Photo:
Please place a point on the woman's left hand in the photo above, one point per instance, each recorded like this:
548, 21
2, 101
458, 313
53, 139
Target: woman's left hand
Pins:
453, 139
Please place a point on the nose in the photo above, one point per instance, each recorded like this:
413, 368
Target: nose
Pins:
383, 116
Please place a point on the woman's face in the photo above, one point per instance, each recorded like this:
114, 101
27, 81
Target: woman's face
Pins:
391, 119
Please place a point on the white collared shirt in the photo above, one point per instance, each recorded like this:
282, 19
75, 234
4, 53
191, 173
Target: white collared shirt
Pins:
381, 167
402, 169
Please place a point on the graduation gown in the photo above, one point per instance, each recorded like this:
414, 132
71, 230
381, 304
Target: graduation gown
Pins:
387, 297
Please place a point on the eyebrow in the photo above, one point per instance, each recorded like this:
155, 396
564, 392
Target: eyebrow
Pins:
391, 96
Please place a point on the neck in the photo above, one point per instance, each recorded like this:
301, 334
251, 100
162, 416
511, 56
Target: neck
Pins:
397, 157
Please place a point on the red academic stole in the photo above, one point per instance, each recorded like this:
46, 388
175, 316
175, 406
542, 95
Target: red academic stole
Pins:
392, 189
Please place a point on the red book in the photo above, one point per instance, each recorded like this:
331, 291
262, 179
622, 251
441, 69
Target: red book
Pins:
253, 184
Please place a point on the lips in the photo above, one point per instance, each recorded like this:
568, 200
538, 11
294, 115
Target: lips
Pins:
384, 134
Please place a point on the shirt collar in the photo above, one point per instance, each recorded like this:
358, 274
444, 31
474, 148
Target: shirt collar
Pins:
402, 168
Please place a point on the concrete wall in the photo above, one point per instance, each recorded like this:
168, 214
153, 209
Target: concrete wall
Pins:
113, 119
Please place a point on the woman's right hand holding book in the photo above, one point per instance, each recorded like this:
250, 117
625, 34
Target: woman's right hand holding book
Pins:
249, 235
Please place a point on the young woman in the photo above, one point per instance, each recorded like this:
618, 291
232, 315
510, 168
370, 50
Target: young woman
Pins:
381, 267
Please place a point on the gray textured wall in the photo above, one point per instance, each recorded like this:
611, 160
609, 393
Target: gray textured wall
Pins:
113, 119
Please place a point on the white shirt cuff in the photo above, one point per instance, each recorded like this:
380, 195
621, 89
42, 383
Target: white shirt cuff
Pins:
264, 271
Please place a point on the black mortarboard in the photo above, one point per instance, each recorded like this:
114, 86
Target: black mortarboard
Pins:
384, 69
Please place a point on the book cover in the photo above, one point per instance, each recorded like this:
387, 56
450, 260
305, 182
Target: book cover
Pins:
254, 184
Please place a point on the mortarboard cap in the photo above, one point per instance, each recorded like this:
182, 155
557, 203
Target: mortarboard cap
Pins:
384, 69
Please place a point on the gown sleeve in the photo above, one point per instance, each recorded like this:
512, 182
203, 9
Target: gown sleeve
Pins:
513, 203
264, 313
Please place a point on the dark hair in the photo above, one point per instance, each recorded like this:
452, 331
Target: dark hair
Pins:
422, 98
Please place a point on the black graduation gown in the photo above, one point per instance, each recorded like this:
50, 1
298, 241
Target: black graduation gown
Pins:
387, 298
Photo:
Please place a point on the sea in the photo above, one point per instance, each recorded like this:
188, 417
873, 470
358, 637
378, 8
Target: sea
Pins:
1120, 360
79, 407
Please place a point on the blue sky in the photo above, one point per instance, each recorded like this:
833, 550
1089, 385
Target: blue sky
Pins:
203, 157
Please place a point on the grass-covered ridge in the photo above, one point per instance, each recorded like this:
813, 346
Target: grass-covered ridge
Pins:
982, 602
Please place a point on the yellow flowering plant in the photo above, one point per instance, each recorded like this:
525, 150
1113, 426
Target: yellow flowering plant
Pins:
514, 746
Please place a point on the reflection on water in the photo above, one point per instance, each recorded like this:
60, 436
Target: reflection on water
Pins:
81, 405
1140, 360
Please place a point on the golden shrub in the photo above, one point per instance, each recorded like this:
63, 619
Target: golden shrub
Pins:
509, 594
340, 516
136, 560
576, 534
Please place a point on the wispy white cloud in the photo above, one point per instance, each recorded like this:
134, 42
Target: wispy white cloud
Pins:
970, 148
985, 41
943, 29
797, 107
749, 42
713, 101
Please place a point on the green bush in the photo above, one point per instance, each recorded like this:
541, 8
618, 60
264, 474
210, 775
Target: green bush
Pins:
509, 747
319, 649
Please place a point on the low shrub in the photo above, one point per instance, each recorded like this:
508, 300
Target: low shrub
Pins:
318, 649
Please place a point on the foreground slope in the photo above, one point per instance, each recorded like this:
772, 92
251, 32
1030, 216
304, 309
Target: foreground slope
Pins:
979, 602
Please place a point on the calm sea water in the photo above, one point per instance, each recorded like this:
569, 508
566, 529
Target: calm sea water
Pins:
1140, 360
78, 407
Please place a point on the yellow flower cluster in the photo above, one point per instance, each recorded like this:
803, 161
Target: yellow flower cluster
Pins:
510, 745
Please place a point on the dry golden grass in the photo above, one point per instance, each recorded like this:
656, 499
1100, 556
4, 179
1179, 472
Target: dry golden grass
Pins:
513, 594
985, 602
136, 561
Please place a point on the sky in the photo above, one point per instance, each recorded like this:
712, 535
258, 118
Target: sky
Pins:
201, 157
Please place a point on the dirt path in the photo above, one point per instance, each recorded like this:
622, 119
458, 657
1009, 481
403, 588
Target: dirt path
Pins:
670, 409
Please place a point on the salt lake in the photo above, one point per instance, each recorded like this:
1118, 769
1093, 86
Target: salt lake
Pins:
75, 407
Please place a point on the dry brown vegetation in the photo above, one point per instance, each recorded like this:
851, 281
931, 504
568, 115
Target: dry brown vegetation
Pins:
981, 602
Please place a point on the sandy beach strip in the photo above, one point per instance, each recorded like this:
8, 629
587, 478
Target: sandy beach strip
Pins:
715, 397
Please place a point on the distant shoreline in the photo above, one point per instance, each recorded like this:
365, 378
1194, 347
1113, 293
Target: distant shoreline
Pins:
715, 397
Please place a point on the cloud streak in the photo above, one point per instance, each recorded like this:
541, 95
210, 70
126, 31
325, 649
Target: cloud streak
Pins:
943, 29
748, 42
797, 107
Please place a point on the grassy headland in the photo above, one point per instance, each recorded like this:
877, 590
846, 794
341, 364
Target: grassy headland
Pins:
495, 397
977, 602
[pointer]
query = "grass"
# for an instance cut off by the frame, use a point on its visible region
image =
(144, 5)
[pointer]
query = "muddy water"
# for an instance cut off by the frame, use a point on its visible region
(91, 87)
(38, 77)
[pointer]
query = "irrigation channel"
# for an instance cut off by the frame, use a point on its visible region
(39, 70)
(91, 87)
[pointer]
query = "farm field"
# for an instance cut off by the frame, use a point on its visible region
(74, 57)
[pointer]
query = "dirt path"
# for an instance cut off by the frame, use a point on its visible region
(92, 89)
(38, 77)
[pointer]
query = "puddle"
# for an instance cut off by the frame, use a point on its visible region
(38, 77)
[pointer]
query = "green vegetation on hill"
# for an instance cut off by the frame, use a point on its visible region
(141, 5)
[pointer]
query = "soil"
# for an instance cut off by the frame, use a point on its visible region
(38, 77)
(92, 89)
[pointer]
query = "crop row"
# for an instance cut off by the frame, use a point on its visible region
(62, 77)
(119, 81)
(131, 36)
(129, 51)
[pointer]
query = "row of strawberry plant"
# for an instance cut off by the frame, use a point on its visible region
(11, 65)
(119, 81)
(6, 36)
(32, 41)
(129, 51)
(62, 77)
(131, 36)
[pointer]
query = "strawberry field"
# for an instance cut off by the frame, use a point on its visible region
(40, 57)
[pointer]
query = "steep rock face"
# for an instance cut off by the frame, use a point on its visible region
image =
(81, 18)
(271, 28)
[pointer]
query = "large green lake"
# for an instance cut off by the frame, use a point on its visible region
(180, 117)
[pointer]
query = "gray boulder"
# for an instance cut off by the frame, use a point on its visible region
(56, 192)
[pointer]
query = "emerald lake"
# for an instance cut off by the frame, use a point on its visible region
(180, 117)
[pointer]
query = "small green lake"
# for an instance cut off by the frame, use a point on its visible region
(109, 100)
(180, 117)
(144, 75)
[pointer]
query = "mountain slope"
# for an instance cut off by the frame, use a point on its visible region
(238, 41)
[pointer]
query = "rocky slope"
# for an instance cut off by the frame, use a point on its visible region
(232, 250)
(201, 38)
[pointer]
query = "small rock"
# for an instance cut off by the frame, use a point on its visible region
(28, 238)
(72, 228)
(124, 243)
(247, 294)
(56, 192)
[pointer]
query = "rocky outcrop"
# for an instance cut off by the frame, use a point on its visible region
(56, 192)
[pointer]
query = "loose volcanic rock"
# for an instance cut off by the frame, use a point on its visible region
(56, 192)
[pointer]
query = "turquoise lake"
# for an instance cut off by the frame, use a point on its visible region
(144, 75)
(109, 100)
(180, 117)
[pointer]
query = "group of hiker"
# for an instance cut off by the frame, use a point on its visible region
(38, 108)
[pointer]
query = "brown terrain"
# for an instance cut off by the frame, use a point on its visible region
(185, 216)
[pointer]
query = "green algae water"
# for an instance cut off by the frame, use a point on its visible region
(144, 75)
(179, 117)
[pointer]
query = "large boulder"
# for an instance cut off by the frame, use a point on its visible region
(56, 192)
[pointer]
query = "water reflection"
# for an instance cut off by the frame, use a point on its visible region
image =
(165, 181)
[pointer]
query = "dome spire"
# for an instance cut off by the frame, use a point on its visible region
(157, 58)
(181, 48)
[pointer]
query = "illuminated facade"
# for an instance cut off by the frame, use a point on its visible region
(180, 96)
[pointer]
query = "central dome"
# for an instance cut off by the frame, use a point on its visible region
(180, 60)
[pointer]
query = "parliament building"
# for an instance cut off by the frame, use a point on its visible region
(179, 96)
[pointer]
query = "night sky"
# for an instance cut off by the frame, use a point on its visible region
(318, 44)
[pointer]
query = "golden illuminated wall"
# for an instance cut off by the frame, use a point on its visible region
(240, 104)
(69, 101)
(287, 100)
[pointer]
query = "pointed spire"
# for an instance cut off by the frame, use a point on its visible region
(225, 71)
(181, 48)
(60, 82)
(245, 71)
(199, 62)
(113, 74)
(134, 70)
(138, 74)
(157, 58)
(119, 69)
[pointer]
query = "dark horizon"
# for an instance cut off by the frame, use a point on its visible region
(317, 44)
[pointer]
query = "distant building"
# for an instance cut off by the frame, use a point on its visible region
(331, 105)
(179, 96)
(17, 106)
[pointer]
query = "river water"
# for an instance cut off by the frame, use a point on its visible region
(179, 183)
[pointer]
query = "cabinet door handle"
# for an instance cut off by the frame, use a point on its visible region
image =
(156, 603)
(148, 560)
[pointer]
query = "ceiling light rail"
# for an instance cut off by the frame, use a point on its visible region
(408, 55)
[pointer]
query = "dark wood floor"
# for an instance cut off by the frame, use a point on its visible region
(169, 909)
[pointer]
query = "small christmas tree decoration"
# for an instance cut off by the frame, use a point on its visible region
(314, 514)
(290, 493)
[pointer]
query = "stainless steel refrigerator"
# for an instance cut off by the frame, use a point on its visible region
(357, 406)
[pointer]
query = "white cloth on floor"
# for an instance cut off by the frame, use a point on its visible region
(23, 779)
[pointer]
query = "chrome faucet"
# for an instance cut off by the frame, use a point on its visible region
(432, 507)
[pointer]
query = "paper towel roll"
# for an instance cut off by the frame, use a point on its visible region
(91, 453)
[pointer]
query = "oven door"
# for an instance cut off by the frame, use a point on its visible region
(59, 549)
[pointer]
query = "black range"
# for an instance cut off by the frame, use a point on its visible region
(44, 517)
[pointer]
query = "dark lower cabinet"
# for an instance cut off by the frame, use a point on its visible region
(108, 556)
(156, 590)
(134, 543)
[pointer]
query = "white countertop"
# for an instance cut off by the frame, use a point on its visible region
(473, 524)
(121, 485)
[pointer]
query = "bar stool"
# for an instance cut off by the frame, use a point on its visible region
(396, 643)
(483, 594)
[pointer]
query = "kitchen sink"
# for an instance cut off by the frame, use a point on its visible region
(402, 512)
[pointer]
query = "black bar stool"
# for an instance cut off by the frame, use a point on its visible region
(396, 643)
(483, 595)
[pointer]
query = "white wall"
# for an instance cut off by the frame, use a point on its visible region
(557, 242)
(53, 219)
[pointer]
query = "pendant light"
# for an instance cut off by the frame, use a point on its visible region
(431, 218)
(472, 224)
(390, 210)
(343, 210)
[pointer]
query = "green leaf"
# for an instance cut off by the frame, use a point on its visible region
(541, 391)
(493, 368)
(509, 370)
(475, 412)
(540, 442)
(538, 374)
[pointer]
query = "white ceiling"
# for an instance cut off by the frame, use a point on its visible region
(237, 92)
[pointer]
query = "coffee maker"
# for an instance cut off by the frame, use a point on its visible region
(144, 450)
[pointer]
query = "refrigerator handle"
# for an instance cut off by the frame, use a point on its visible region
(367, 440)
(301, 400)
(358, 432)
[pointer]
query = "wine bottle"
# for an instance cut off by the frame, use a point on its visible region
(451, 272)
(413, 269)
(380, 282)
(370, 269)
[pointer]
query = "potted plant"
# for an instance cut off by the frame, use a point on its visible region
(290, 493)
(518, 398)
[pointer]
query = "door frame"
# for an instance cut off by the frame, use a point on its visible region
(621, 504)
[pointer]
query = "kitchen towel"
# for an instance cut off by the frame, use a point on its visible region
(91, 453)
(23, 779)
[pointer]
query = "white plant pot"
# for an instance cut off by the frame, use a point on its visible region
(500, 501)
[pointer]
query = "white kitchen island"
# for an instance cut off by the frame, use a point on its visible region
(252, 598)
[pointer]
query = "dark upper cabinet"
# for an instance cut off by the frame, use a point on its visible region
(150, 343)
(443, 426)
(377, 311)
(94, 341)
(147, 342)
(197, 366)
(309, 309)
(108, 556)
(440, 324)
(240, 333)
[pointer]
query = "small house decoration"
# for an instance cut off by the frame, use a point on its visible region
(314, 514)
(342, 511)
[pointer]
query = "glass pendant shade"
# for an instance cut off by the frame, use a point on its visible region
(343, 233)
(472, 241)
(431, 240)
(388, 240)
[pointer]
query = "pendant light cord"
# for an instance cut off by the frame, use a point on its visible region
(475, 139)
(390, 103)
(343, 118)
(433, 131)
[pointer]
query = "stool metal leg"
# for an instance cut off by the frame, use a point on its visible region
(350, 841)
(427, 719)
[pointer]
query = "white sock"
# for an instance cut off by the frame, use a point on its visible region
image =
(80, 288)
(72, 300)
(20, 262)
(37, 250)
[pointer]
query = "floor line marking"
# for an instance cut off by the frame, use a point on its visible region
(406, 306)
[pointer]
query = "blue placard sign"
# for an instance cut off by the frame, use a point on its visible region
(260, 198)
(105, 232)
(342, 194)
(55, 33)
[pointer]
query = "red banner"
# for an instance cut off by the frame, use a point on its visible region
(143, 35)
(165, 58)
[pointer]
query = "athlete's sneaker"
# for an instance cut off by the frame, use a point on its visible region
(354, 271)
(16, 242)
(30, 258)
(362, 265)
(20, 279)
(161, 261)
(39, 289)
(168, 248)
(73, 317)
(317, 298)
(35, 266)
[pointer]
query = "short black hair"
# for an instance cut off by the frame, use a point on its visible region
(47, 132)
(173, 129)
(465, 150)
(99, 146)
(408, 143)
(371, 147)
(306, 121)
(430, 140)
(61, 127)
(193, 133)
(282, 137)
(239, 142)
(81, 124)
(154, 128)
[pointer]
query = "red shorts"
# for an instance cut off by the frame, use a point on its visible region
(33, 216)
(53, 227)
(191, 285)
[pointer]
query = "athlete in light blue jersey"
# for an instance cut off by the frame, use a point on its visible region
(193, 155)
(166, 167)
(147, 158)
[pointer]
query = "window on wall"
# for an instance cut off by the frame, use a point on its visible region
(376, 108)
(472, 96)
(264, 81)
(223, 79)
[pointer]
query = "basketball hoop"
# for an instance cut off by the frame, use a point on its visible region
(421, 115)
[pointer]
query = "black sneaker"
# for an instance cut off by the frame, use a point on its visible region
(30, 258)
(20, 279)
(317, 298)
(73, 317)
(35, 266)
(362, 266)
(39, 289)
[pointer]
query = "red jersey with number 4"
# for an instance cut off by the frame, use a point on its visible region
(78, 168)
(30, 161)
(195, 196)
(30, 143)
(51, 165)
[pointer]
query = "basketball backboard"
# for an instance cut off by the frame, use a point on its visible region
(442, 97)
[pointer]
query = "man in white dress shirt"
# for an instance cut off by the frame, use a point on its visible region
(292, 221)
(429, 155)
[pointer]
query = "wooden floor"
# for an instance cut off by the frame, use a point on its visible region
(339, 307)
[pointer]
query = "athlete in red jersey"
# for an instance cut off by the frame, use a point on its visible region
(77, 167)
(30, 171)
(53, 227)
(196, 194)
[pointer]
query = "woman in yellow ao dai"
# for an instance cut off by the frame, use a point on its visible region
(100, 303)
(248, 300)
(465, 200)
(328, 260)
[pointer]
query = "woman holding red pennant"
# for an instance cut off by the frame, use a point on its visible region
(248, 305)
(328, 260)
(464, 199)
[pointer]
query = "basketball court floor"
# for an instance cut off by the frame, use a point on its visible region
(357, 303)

· · · · ·

→ Problem to work on
In the records above, tally the lines where the word "cuff" appears, and give the number and nothing else.

→ Exercise response
2